— START OF Material to process —

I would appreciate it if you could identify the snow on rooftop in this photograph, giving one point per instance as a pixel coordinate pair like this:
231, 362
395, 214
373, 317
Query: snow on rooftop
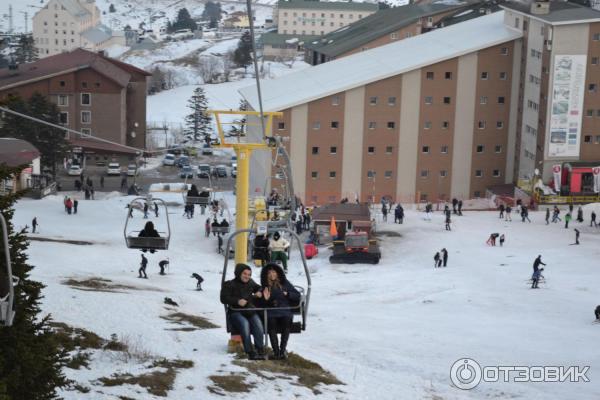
382, 62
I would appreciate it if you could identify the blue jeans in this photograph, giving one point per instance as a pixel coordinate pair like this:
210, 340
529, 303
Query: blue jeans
246, 326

— END OF Material to process —

What the task asks: Rewrite the records above with "photograph" changed to "image" everywhere and everything else kept the same. Leave out the pictures.

Response to this task:
I would appreciate it if you could identify the snow on rooftop in this image, giving one point per instance as a pixel coordinate pair like this:
231, 362
395, 214
373, 317
Query: snow on rooftop
382, 62
I would appreciate it if you could identify the blue jeans in this image, giving one point per instance as a pixel coordinate pair like this:
210, 340
529, 303
Query: blue jeans
246, 326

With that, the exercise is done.